━━━ Dataset records

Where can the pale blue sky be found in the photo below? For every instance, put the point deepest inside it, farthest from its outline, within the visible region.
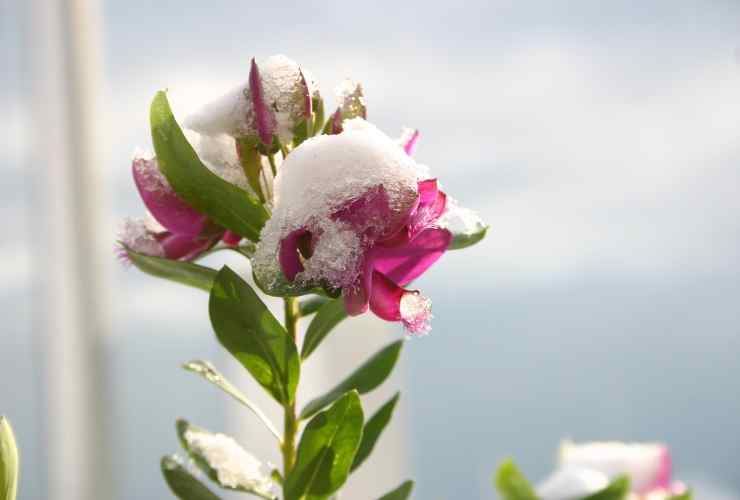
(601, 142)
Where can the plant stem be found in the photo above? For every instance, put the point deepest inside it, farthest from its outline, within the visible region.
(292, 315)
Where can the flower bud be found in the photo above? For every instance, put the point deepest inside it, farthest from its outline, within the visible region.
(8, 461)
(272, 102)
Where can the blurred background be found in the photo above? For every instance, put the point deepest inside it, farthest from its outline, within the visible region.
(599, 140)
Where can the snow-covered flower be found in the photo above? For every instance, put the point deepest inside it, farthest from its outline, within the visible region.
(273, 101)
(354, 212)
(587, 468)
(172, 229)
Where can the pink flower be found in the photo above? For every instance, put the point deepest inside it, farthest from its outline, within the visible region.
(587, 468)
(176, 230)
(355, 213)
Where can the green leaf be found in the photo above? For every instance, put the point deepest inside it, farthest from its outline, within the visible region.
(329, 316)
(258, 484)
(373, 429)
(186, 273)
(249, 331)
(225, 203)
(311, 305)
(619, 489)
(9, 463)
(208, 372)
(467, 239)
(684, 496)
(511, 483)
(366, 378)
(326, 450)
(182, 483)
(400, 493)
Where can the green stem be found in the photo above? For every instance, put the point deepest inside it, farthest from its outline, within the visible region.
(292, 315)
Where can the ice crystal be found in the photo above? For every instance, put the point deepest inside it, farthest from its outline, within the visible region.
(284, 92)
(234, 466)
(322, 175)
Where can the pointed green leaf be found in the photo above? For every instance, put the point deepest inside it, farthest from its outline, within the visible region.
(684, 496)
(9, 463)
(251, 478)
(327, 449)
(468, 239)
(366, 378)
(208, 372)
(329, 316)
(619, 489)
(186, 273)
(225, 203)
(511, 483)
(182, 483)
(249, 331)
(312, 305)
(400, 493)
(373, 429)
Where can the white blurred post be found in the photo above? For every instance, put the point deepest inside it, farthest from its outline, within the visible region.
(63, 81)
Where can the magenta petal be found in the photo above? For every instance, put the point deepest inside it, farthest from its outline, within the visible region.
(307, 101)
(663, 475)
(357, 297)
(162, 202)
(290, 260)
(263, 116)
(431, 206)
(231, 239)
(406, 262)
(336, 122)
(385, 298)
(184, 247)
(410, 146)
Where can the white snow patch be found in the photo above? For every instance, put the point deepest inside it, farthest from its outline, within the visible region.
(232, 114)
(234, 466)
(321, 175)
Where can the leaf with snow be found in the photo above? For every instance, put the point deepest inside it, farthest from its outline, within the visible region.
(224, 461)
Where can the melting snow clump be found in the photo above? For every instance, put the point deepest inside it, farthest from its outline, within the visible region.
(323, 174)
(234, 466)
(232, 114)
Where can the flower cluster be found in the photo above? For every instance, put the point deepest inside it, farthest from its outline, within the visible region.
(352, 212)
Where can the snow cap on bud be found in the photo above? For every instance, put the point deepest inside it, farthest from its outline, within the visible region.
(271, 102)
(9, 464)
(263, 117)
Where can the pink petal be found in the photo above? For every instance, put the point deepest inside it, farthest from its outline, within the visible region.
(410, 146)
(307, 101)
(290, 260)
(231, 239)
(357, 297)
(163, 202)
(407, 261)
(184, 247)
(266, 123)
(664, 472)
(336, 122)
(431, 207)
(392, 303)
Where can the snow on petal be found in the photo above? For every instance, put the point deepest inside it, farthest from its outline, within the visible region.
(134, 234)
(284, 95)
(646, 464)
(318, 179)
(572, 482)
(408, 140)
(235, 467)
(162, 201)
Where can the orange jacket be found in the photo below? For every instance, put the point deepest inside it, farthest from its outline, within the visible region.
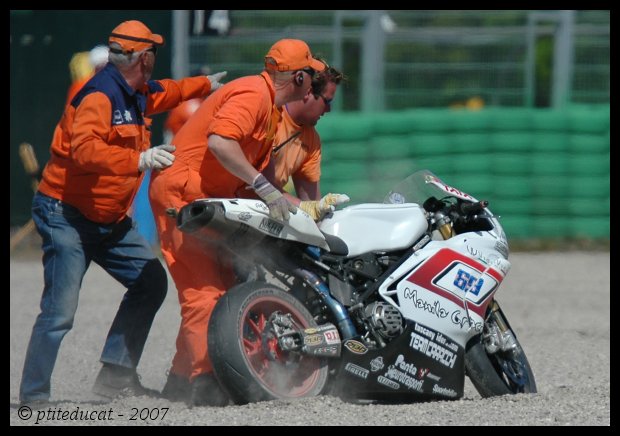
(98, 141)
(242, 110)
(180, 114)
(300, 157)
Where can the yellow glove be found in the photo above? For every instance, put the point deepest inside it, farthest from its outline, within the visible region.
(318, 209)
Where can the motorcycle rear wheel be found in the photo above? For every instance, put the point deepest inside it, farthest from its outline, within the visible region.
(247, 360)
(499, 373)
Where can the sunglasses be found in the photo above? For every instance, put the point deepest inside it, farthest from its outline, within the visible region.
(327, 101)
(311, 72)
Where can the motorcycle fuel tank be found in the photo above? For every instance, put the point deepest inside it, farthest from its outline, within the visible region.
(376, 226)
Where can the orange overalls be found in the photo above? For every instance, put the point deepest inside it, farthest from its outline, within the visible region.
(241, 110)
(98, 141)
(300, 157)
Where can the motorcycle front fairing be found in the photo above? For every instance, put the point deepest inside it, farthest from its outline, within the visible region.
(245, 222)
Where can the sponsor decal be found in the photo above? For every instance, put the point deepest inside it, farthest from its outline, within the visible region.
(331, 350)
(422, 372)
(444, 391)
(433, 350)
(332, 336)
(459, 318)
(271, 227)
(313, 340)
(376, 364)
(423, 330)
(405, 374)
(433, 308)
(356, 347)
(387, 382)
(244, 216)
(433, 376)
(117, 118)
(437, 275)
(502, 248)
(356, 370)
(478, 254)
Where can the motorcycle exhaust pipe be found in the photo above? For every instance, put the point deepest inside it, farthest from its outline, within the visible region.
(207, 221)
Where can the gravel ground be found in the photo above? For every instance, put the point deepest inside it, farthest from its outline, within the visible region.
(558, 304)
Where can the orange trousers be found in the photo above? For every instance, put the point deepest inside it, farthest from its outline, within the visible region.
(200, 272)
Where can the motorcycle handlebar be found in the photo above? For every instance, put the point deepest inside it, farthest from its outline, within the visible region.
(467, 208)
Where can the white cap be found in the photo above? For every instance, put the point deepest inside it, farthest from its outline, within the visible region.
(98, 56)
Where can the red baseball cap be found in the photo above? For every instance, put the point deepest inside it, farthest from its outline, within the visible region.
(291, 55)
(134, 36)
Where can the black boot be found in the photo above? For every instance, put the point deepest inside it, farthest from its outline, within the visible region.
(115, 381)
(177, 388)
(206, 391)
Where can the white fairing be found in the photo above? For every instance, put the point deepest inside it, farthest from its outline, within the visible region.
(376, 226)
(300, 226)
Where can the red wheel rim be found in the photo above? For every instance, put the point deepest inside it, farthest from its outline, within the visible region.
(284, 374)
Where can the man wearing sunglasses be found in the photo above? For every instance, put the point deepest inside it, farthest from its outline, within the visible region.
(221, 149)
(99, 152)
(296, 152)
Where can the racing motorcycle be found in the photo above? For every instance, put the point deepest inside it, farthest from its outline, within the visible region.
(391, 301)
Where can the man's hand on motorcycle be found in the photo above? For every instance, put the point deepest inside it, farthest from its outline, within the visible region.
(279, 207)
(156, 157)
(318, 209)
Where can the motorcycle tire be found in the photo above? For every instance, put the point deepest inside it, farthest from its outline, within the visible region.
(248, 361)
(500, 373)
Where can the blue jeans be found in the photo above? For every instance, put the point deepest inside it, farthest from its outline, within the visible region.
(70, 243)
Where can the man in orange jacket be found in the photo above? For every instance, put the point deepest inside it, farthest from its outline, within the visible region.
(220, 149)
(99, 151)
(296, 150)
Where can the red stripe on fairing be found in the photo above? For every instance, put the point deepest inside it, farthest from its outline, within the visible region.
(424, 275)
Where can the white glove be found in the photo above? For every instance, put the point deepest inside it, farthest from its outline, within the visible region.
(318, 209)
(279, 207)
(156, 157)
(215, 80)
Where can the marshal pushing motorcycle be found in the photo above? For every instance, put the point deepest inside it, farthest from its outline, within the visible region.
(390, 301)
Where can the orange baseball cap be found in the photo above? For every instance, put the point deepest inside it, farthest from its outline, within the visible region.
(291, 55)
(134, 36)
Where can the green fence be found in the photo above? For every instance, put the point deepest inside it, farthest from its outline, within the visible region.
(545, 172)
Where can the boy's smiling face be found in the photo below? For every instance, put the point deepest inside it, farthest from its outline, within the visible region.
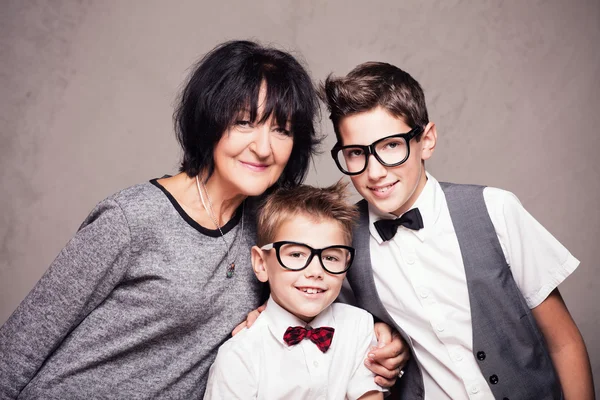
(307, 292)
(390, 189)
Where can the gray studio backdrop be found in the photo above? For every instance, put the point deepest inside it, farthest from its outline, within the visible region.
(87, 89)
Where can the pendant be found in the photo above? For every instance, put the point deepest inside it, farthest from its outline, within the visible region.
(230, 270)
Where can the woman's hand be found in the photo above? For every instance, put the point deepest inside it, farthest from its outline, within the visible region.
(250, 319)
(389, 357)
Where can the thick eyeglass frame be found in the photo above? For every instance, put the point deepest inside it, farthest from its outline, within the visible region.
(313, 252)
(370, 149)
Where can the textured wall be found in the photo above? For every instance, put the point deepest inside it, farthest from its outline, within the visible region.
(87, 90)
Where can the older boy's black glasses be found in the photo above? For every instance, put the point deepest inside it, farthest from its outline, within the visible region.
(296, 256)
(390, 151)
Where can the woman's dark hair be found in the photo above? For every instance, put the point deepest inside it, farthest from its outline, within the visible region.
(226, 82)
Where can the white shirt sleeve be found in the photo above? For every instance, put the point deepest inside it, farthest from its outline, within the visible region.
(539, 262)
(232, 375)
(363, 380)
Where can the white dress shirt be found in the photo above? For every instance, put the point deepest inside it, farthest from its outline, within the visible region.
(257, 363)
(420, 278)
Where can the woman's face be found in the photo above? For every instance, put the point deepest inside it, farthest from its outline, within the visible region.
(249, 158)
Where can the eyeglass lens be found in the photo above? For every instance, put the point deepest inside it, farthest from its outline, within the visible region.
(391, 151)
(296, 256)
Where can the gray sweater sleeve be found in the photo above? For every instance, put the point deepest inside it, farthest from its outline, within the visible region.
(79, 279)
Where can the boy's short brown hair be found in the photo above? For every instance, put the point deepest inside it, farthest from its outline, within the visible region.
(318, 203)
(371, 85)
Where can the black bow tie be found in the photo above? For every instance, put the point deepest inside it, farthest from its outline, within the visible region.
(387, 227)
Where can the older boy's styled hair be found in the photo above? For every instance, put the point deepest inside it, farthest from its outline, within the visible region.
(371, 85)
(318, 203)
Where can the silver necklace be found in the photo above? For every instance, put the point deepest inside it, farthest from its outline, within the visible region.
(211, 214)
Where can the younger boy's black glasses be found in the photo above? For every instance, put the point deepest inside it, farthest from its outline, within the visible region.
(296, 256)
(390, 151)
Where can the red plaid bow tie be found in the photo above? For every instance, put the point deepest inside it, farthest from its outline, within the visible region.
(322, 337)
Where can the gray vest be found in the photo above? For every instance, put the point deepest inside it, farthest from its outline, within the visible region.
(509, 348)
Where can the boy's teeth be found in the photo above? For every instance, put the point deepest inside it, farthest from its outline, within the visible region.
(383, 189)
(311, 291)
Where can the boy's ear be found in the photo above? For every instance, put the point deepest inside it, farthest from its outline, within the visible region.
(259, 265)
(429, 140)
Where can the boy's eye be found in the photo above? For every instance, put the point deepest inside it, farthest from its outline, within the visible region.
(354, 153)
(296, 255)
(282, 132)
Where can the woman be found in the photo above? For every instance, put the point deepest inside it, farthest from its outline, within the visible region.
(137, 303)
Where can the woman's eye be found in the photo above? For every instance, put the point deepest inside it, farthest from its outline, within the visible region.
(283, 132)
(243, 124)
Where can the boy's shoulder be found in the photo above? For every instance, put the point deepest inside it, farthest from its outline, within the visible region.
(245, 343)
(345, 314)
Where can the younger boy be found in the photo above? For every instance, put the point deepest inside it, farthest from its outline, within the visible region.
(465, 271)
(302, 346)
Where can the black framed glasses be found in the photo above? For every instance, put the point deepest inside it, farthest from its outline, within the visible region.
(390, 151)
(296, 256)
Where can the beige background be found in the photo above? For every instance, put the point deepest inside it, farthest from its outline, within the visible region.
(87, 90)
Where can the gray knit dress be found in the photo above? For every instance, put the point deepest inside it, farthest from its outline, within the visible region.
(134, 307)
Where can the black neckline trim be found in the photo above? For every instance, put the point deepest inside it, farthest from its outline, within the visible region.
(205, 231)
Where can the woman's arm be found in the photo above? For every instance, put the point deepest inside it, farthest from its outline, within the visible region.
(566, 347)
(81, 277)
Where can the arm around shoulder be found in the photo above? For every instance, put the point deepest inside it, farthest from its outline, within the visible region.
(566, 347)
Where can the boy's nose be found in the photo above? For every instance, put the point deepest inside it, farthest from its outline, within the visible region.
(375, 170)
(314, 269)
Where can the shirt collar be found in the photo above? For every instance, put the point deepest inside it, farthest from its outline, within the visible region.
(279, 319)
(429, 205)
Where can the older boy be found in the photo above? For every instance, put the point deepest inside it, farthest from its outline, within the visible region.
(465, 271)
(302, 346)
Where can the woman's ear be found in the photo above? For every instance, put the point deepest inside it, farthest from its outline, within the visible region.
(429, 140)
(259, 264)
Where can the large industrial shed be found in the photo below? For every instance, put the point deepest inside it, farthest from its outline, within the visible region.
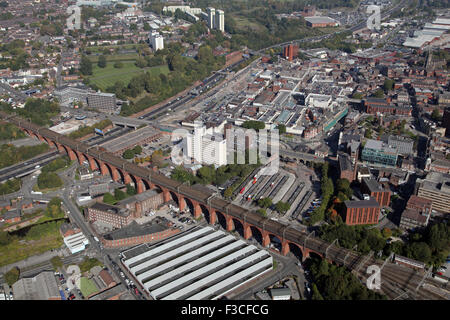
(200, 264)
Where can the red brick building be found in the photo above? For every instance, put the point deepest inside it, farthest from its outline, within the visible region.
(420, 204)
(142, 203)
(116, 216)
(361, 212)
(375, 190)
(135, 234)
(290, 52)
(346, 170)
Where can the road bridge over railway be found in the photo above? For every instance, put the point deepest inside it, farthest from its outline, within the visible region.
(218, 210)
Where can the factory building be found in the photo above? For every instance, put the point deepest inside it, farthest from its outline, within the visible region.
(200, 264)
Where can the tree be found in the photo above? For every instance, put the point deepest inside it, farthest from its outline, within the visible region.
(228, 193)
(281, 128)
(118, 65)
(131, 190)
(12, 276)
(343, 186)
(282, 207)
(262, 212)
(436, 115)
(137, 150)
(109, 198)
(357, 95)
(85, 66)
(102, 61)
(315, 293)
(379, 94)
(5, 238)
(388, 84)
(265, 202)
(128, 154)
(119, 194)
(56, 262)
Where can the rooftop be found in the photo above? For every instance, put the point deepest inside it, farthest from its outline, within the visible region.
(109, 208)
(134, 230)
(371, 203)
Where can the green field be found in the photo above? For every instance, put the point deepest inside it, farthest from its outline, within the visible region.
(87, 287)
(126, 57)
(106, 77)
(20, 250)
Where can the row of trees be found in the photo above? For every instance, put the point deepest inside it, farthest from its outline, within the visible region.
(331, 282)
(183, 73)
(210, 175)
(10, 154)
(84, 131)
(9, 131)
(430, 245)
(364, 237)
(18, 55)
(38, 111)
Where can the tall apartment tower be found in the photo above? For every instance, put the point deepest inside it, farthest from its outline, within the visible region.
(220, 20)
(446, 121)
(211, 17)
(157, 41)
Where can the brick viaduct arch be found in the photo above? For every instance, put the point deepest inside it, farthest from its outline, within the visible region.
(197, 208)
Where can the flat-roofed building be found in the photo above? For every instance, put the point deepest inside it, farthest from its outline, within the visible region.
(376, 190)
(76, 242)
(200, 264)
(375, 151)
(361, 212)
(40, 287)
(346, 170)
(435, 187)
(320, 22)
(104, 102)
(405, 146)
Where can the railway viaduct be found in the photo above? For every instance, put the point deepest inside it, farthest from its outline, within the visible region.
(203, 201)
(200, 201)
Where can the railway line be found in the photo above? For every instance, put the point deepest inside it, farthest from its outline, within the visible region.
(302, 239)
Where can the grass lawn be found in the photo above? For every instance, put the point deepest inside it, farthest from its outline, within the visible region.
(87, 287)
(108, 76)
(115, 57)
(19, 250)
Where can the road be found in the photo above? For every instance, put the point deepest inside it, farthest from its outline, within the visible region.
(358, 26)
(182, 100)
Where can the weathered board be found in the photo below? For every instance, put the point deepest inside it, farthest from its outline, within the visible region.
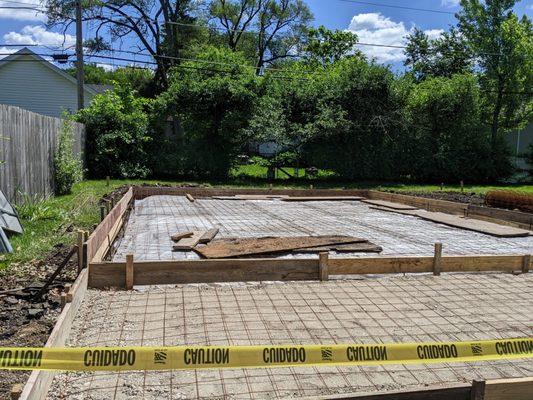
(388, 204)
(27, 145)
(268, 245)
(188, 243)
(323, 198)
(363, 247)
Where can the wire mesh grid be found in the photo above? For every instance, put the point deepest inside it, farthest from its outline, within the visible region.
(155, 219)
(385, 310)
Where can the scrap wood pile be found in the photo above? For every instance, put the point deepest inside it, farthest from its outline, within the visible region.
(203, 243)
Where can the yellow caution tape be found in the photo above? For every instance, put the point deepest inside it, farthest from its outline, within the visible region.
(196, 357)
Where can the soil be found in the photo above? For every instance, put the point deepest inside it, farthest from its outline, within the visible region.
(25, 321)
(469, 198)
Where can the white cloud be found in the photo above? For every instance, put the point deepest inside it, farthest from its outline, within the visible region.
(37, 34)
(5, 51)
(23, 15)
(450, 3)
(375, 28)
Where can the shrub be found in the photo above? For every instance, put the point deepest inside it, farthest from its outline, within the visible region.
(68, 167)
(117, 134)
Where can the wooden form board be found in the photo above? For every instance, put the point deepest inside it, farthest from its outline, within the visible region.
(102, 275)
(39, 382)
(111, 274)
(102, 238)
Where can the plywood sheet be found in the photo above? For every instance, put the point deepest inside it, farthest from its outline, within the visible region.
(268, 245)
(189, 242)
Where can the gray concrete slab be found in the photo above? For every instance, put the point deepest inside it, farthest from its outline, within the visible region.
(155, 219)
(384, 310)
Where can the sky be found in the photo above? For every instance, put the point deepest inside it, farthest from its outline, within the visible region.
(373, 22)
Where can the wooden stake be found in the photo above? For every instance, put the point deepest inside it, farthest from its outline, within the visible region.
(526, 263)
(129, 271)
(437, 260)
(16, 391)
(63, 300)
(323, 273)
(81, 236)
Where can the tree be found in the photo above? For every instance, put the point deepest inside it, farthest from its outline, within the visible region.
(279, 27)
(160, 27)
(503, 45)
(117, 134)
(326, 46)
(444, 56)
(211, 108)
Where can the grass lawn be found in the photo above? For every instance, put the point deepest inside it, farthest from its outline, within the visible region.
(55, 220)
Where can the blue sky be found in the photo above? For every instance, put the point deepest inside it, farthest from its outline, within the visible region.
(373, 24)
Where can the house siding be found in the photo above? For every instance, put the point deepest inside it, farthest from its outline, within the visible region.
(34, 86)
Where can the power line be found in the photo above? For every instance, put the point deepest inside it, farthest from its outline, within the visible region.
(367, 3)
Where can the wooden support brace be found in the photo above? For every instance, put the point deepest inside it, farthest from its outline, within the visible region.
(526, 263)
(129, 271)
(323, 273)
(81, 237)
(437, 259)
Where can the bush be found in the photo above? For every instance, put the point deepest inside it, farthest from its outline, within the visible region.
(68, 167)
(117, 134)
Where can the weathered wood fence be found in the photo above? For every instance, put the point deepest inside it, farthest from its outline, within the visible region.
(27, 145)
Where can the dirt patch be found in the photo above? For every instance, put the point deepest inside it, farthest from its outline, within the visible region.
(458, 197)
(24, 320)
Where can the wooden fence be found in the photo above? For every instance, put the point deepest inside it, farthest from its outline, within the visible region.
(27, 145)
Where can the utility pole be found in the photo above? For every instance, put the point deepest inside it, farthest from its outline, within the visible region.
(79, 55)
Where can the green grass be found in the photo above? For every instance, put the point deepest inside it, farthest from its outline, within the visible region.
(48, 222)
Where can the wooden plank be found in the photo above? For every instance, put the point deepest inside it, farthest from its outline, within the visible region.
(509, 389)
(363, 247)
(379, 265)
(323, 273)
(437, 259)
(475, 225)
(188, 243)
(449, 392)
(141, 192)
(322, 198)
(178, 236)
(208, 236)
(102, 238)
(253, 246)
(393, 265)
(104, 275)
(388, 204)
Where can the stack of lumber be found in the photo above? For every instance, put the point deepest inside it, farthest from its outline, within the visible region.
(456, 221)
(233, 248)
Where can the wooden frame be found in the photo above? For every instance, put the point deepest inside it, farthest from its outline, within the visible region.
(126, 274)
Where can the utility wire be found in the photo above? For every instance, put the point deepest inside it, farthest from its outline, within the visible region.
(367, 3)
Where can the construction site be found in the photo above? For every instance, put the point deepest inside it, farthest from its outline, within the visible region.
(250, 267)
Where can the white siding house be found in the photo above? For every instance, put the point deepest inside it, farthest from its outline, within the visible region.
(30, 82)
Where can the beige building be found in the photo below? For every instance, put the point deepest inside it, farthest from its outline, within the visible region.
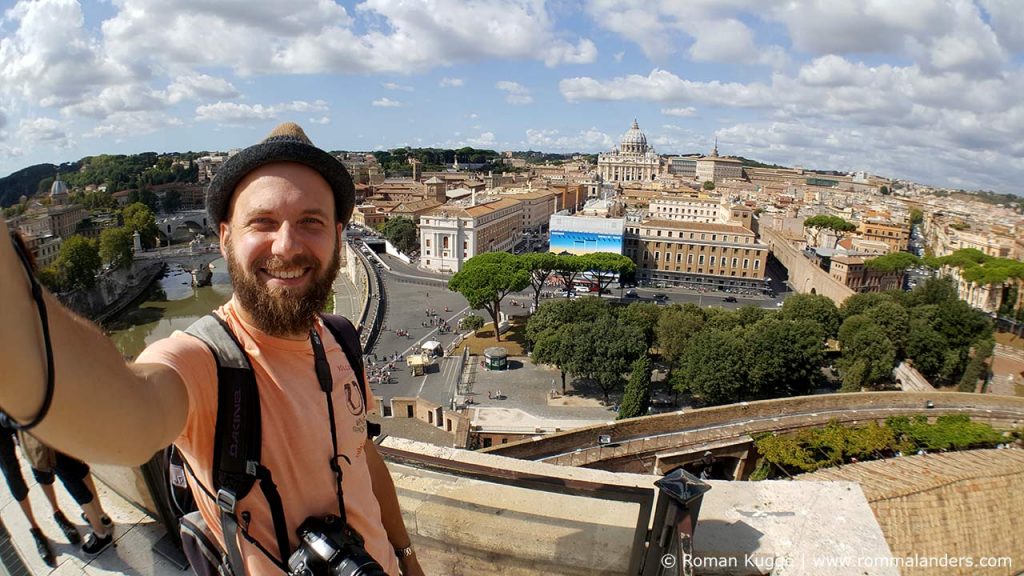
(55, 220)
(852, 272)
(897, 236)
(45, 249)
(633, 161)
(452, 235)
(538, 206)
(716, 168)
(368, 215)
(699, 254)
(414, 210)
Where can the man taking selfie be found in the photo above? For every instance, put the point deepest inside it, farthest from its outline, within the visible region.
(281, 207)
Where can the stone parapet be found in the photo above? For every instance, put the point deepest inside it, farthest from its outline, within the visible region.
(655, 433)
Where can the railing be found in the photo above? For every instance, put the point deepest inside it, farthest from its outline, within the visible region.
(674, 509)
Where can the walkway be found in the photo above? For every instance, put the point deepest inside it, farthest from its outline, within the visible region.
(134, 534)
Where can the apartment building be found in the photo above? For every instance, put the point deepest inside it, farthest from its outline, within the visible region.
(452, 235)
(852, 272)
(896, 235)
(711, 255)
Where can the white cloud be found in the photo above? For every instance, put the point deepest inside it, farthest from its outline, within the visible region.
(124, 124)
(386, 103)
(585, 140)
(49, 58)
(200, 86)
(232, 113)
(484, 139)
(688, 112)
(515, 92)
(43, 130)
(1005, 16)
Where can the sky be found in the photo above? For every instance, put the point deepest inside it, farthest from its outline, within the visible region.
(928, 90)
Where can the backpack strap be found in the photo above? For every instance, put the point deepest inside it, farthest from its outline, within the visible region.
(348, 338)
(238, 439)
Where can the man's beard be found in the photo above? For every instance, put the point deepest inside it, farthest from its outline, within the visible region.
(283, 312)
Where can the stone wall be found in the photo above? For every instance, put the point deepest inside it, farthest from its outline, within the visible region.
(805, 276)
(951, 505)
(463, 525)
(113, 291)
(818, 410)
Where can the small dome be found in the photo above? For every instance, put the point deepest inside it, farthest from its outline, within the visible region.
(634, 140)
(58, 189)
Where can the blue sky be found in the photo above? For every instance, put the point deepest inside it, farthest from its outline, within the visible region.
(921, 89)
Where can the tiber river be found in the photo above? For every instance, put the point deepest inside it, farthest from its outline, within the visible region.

━━━━━━

Starting from the line holding "Where can the backpack", restate the remaining lines of the data word for word, including the last.

**Output**
Where can the backpack strap be found in the photo above? For every instance, put the point deepest inside it, farthest from its outline, within the visible region.
(348, 338)
(238, 439)
Where can the man's beard be found in the photo above? For every instance, put the point deepest inside it, farthest from its outline, within the visible region.
(283, 312)
Where can the stone wall be found in the photo above? For every instance, put the point deepest inside it, farthest from its outline, within the visible region.
(805, 276)
(951, 505)
(463, 525)
(113, 291)
(818, 410)
Where can the small dome be found in the photo above? For every instance, put the point deepest inside it, farthest from its outline, within the visible region.
(634, 140)
(58, 189)
Where can the blue sky be found in the photo above? For every instance, put the point deepest inside it, farthest from its outline, within the visible region.
(921, 89)
Where can the tiber river be found in the photo above? For every instance, put the point deepest inside it, farthest from its outline, within the visible region.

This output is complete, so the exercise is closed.